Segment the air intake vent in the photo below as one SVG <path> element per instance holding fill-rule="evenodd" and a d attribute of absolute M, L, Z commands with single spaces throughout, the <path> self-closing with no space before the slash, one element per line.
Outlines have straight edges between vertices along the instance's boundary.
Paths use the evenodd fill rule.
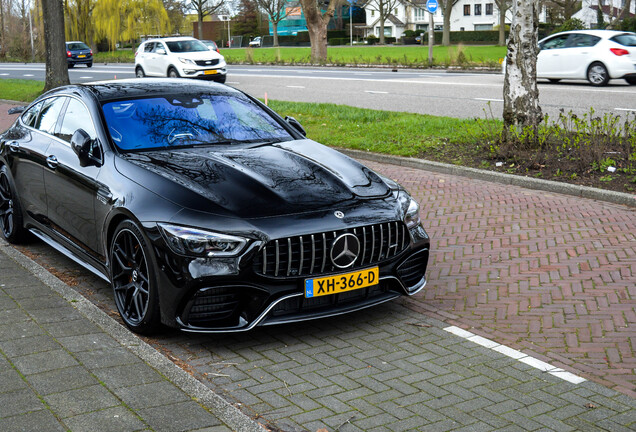
<path fill-rule="evenodd" d="M 400 264 L 397 269 L 398 277 L 409 291 L 416 288 L 422 279 L 424 279 L 427 264 L 428 249 L 414 253 Z"/>
<path fill-rule="evenodd" d="M 210 288 L 197 293 L 190 308 L 192 324 L 230 318 L 239 304 L 239 295 L 231 287 Z"/>

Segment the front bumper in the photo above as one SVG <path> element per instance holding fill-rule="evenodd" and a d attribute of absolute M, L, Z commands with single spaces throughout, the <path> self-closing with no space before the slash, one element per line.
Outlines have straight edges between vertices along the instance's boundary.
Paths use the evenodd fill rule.
<path fill-rule="evenodd" d="M 219 80 L 227 75 L 225 66 L 219 68 L 198 68 L 185 66 L 179 71 L 183 78 L 198 78 L 207 80 Z"/>
<path fill-rule="evenodd" d="M 76 56 L 67 57 L 66 58 L 66 63 L 67 64 L 72 64 L 72 65 L 76 65 L 76 64 L 92 64 L 93 63 L 93 56 L 86 56 L 86 57 L 83 57 L 83 58 L 77 58 Z"/>

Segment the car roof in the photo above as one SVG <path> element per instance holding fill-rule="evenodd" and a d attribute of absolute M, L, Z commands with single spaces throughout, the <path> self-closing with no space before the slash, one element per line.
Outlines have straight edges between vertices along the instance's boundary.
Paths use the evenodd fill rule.
<path fill-rule="evenodd" d="M 144 42 L 158 42 L 158 41 L 163 41 L 163 42 L 178 42 L 178 41 L 185 41 L 185 40 L 198 40 L 195 39 L 191 36 L 170 36 L 170 37 L 162 37 L 162 38 L 152 38 L 152 39 L 148 39 L 147 41 Z"/>
<path fill-rule="evenodd" d="M 243 94 L 241 91 L 232 87 L 209 81 L 184 81 L 186 81 L 184 78 L 130 78 L 98 81 L 58 87 L 45 93 L 43 96 L 56 94 L 86 95 L 89 93 L 99 102 L 105 102 L 116 99 L 135 99 L 176 94 L 188 96 L 200 94 Z"/>
<path fill-rule="evenodd" d="M 548 37 L 556 36 L 556 35 L 559 35 L 559 34 L 570 34 L 570 33 L 583 33 L 583 34 L 588 34 L 588 35 L 592 35 L 592 36 L 598 36 L 598 37 L 601 37 L 601 38 L 611 38 L 611 37 L 619 35 L 619 34 L 632 33 L 632 32 L 620 31 L 620 30 L 598 30 L 598 29 L 594 29 L 594 30 L 569 30 L 569 31 L 564 31 L 564 32 L 560 32 L 560 33 L 554 33 L 554 34 L 551 34 Z M 632 34 L 636 34 L 636 33 L 632 33 Z"/>

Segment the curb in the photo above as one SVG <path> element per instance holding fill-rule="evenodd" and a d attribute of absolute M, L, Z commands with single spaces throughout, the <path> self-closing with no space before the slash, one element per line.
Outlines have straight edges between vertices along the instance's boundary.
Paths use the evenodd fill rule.
<path fill-rule="evenodd" d="M 214 393 L 205 384 L 168 360 L 155 348 L 148 345 L 77 291 L 49 273 L 44 267 L 13 248 L 4 241 L 4 239 L 0 239 L 0 249 L 24 267 L 29 273 L 42 281 L 42 283 L 62 296 L 66 301 L 72 302 L 73 307 L 89 321 L 100 327 L 123 347 L 167 377 L 169 381 L 218 417 L 222 422 L 232 428 L 232 430 L 241 432 L 265 431 L 259 423 L 249 418 L 238 408 Z"/>
<path fill-rule="evenodd" d="M 343 148 L 337 148 L 336 150 L 353 158 L 365 159 L 373 162 L 383 162 L 409 168 L 418 168 L 442 174 L 451 174 L 476 180 L 489 181 L 492 183 L 502 183 L 512 186 L 520 186 L 527 189 L 560 193 L 579 198 L 594 199 L 598 201 L 605 201 L 613 204 L 622 204 L 636 208 L 636 195 L 630 195 L 623 192 L 597 189 L 589 186 L 578 186 L 569 183 L 561 183 L 532 177 L 523 177 L 513 174 L 498 173 L 477 168 L 467 168 L 442 162 L 427 161 L 424 159 L 390 156 L 365 152 L 362 150 L 350 150 Z"/>

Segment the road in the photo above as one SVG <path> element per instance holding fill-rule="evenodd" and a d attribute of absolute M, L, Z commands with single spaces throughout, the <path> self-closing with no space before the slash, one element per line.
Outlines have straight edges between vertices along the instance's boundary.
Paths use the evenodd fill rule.
<path fill-rule="evenodd" d="M 69 70 L 72 82 L 134 77 L 131 64 L 95 64 Z M 44 80 L 44 64 L 1 63 L 0 78 Z M 228 85 L 254 96 L 330 102 L 362 108 L 473 118 L 501 117 L 503 75 L 390 69 L 230 66 Z M 580 81 L 539 84 L 544 113 L 636 113 L 636 87 L 613 80 L 604 88 Z M 0 95 L 1 98 L 1 95 Z"/>

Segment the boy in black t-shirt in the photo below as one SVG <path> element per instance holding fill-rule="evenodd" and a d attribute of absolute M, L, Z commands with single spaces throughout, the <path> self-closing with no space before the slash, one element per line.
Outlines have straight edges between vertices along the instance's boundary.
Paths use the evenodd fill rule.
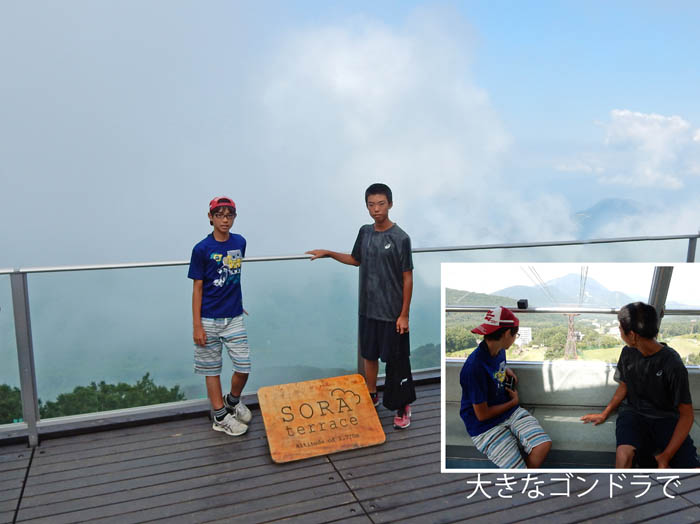
<path fill-rule="evenodd" d="M 693 404 L 688 370 L 681 357 L 656 341 L 656 310 L 642 302 L 624 306 L 617 315 L 627 344 L 617 363 L 617 391 L 602 413 L 581 417 L 601 424 L 619 406 L 615 437 L 616 468 L 700 467 L 690 428 Z"/>
<path fill-rule="evenodd" d="M 359 341 L 365 380 L 374 405 L 379 359 L 387 363 L 384 405 L 396 409 L 394 427 L 411 423 L 410 403 L 416 398 L 409 361 L 408 312 L 413 293 L 411 239 L 389 220 L 391 189 L 372 184 L 365 191 L 365 205 L 373 224 L 360 228 L 352 253 L 326 249 L 307 251 L 311 260 L 330 257 L 360 266 Z"/>

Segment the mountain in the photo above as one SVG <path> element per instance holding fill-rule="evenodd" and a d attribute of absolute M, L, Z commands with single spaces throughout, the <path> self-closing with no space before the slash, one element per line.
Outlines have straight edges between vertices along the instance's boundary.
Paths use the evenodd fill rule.
<path fill-rule="evenodd" d="M 498 304 L 499 306 L 515 307 L 516 300 L 506 296 L 445 288 L 445 303 L 450 306 L 491 306 Z"/>
<path fill-rule="evenodd" d="M 579 303 L 580 275 L 570 274 L 545 283 L 547 294 L 538 286 L 511 286 L 495 291 L 495 295 L 526 298 L 531 307 L 572 306 Z M 551 296 L 550 296 L 551 295 Z M 619 307 L 646 297 L 630 296 L 620 291 L 610 291 L 596 280 L 588 277 L 582 307 Z"/>
<path fill-rule="evenodd" d="M 579 238 L 595 238 L 604 226 L 622 218 L 642 214 L 644 205 L 628 198 L 606 198 L 588 209 L 576 212 L 574 220 L 579 224 Z"/>

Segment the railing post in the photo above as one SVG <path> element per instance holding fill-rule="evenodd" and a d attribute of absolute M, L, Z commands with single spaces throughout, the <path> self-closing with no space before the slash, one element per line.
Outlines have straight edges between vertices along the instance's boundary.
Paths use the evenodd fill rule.
<path fill-rule="evenodd" d="M 37 430 L 39 398 L 36 389 L 36 371 L 34 369 L 32 324 L 29 318 L 27 274 L 20 271 L 11 273 L 10 287 L 12 288 L 12 308 L 15 317 L 19 382 L 22 391 L 22 415 L 24 422 L 27 423 L 29 445 L 34 448 L 39 444 L 39 432 Z"/>
<path fill-rule="evenodd" d="M 654 276 L 652 277 L 651 289 L 649 290 L 649 304 L 656 309 L 656 313 L 659 316 L 659 325 L 661 325 L 661 319 L 665 314 L 664 308 L 672 275 L 672 266 L 656 266 L 654 268 Z"/>
<path fill-rule="evenodd" d="M 685 257 L 686 262 L 695 262 L 695 250 L 698 246 L 698 237 L 688 238 L 688 255 Z"/>

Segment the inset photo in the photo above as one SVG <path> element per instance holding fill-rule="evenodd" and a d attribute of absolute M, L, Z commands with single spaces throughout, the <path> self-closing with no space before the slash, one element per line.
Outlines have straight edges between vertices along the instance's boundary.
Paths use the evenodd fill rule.
<path fill-rule="evenodd" d="M 700 265 L 441 276 L 443 472 L 700 467 Z"/>

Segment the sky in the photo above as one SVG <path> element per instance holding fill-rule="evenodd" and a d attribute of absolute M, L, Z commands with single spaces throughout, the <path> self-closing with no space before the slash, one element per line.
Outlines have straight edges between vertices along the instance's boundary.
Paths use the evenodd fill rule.
<path fill-rule="evenodd" d="M 442 284 L 452 289 L 475 293 L 493 293 L 511 286 L 536 285 L 530 275 L 534 268 L 549 282 L 565 275 L 580 275 L 588 268 L 588 276 L 610 291 L 627 295 L 649 295 L 653 264 L 443 264 Z M 534 277 L 533 277 L 534 278 Z"/>
<path fill-rule="evenodd" d="M 696 233 L 696 2 L 0 2 L 0 268 Z M 644 254 L 639 255 L 640 259 Z"/>
<path fill-rule="evenodd" d="M 511 286 L 536 286 L 536 271 L 544 282 L 565 275 L 580 276 L 585 272 L 609 291 L 619 291 L 647 301 L 655 264 L 594 263 L 594 264 L 442 264 L 442 286 L 474 293 L 494 293 Z M 700 265 L 673 264 L 667 302 L 688 306 L 700 305 Z"/>

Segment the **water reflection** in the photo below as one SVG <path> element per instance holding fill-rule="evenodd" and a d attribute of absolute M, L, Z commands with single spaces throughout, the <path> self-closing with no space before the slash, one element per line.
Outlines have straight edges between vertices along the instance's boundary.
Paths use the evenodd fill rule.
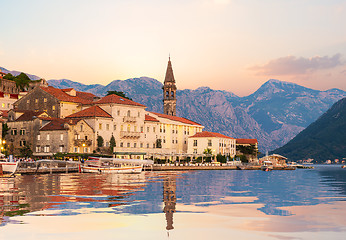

Task directions.
Among the lines of the material above, find those with the word "below". Copy each one.

Your solution.
Segment the air intake vent in the photo below as one SVG <path> element per instance holding fill-rule="evenodd" and a d attribute of absolute M, L, Z commands with single spaces throughout, the <path> self-closing with no space before the slash, one element per line.
Segment the boy in black t-shirt in the photo below as one SVG <path> element per instance holding fill-rule="evenodd" and a d attribute of absolute M, L, Z commands with single spaces throughout, the <path> self-closing with no space before the slash, one element per line.
Segment the **water reflection** in the photo below as one SVG <path> element per instance holding fill-rule="evenodd" and a d attribute of absolute M, L, Z commands with single spaces throughout, the <path> self-closing with no space before the slash, one element per line.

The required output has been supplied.